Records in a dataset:
════
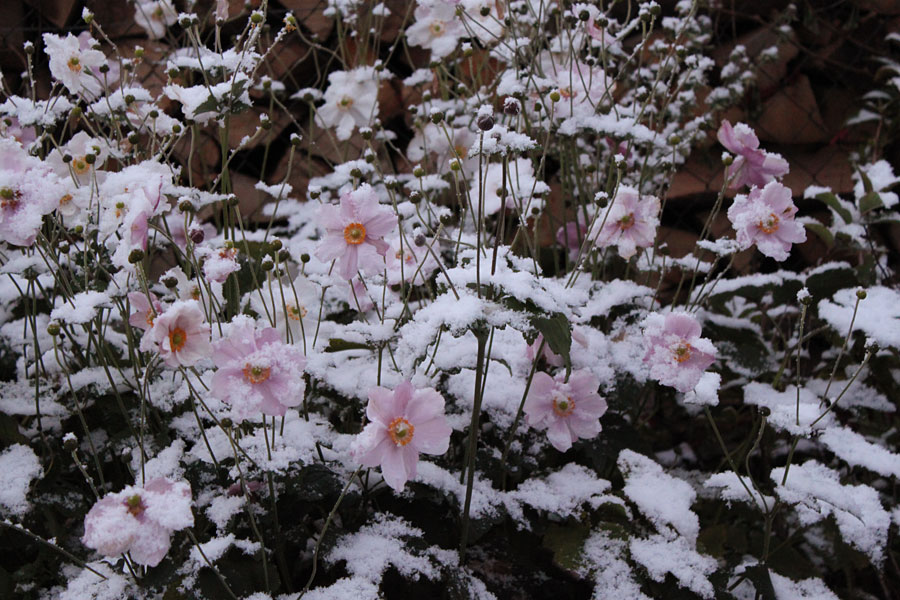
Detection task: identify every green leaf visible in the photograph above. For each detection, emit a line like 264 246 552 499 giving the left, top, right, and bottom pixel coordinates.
543 523 591 571
325 338 372 352
531 312 572 374
803 223 834 248
859 192 884 214
744 565 775 600
816 192 853 225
════
● YOUR TASK:
Rewrite the listing above, replacing "green leaf" with "yellow leaf" and keeping everything else the same. Omit the pictures from your answer.

● RESPONSE BELOW:
Detection task: identify every yellow leaf visible in the photograph above. For each detection, emit a line like 264 246 552 499 giving the left, top, right, and bottom pixel coordinates.
543 523 591 571
325 338 372 352
531 312 572 374
803 223 834 248
859 192 884 214
744 565 775 600
816 192 853 225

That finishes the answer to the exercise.